### [REQUIREMENTS]
Please copy out each line of the material that contains the string "list", matching case exactly.

=-=-=-=-=

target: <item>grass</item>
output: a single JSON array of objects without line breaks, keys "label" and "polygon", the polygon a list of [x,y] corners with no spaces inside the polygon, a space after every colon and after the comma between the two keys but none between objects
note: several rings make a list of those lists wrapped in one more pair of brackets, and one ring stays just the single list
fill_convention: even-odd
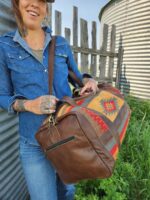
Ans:
[{"label": "grass", "polygon": [[127,102],[132,115],[113,176],[80,182],[76,200],[150,200],[150,101]]}]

=-=-=-=-=

### [WORKED ANSWER]
output: a single JSON array of objects without line breaks, keys "label" and "polygon", the polygon a list of [x,y] corners with no spaces inside the polygon, a space after every colon and after the comma between the two keys but none between objects
note: several rings make a list of those lists wrapped in one more pair of brackets, and one ring stays just the single list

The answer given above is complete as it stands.